### PROBLEM REQUIREMENTS
Turn all of the data below into a numbered list, leaving out any blank lines and the pictures.

### EXTRACTED RECORDS

□ □ □ □

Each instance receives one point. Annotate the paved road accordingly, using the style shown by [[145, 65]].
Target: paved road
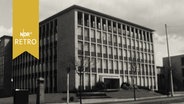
[[166, 100]]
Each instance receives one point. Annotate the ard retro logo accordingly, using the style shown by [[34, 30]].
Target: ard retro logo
[[25, 27]]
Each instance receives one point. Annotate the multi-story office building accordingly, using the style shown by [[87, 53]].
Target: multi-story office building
[[177, 65], [5, 65], [107, 48]]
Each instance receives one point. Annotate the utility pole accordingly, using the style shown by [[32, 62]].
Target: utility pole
[[169, 63]]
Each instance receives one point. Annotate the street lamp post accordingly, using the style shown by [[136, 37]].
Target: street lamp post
[[134, 76], [169, 63], [68, 87]]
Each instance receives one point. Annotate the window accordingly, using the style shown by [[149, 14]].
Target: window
[[104, 24], [124, 41], [79, 32], [86, 33], [86, 47], [86, 19], [104, 49], [79, 45], [105, 64], [119, 40], [120, 52], [92, 21], [115, 65], [79, 18], [99, 63], [115, 51], [110, 64], [98, 23], [182, 61], [115, 39], [98, 35], [99, 50], [104, 36], [183, 72], [110, 37]]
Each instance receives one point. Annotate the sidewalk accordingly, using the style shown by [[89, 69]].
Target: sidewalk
[[108, 100]]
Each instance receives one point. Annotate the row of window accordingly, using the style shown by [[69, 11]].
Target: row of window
[[113, 65], [31, 83], [114, 39], [104, 24], [99, 49]]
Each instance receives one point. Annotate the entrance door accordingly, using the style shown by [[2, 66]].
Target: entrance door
[[111, 83]]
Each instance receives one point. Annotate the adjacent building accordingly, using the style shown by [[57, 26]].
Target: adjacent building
[[177, 65], [5, 65], [107, 48]]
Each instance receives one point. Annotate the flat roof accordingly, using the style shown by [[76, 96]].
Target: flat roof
[[94, 12]]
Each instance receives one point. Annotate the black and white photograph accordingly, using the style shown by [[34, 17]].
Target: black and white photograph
[[97, 52]]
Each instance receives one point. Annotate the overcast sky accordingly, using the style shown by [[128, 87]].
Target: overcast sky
[[149, 13]]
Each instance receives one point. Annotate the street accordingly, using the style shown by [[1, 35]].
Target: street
[[165, 100]]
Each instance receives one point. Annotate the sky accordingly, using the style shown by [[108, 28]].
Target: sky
[[153, 14]]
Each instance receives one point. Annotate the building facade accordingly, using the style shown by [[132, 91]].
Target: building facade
[[107, 48], [5, 65], [177, 65]]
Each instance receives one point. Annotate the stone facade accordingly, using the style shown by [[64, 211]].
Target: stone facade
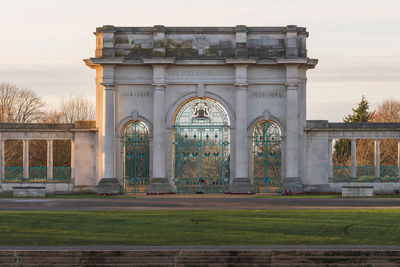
[[253, 78], [147, 73]]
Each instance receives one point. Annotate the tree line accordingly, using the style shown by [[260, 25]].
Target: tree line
[[18, 105], [387, 111]]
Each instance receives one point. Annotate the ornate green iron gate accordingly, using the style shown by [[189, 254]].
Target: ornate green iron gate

□ □ □ □

### OUTPUT FOR THIS TASK
1. Each instance receives one point. Annotate the paved road accordingly, using the style shown by [[145, 65]].
2. Target: paved road
3. [[166, 100]]
4. Each instance receives one point. Annotate the ard retro logo accordingly, using the style shown by [[34, 30]].
5. Target: ard retro logo
6. [[25, 27]]
7. Each instance receives one point. Annotate the multi-story office building accordingly, using the style shown by [[87, 53]].
8. Target: multi-story office building
9. [[177, 65], [5, 65], [107, 48]]
10. Each instance receives one point. Annotate the utility pole accordingly, using the style shown by [[32, 62]].
11. Target: utility pole
12. [[169, 63]]
13. Each instance receives one point. Annotate the street lamp post accordingly, using the style shown by [[136, 37]].
14. Target: street lamp post
15. [[134, 76], [169, 63], [68, 87]]
16. Each instance receives one point. Annotate the window accordingly, using the style shown by [[149, 14]].
17. Target: window
18. [[104, 24], [124, 41], [79, 32], [86, 33], [86, 47], [86, 19], [104, 49], [79, 45], [105, 64], [119, 40], [120, 52], [92, 21], [115, 65], [79, 18], [99, 63], [115, 51], [110, 64], [98, 23], [182, 61], [115, 39], [98, 35], [99, 50], [104, 36], [183, 72], [110, 37]]
19. Each instance receives one point. Annotate the sidewalk accordingly, using the style shown by [[89, 69]].
20. Target: sidewalk
21. [[108, 100]]
22. Each instance receives one point. Annotate the row of window accordingly, using the style shown by [[69, 11]].
23. Target: row of window
24. [[113, 65], [31, 83], [114, 39], [104, 24], [99, 49]]
25. Each instance receives one point. Annotate the entrance door accordingly, using the style shown by [[2, 66]].
26. Target: entrance door
27. [[111, 83]]
28. Each instance receives one point. Annotate the adjacent building accordingly, using the style shown by [[57, 26]].
29. Target: adjacent building
30. [[177, 65], [5, 65], [107, 48]]
31. Each instance receives one point. Annotate the flat roof accordingly, using the style shown by [[76, 96]].
32. Target: flat roof
33. [[94, 12]]
34. Each instance receives one point. Annotate the black and white photograph accordingly, using the style shown by [[34, 17]].
35. Target: black and white photograph
36. [[97, 52]]
37. Each instance receives one point. Annotate the overcast sky accordingly, using the style shown by [[128, 87]].
38. Target: overcast sky
39. [[149, 13]]
40. Each instance receives one point. Annotate the street accordingly, using the style shown by [[1, 35]].
41. Target: street
42. [[165, 100]]
43. Each instance receives one point. Annotate the sky accordingly, using the style shown by [[108, 28]].
44. Target: sky
45. [[153, 14]]
46. Each instance receives one point. Annotate the building facade accordingly, using the style shown by [[132, 91]].
47. Target: building facade
48. [[107, 48], [5, 65], [177, 65]]
49. Each instance receives one point. Annotate the stone facade accordingly, using the style shown by [[64, 211]].
50. Target: stone facade
51. [[253, 78], [147, 73]]
52. Each instance receives one point. Annotate the tree line accordingly, using the style shown by [[260, 25]].
53. Target: tree line
54. [[18, 105], [387, 111]]
55. Each instance receives one point. Annotate the ornate green iron gate accordingly, using the style shown by [[189, 254]].
56. Target: ornate green iron gate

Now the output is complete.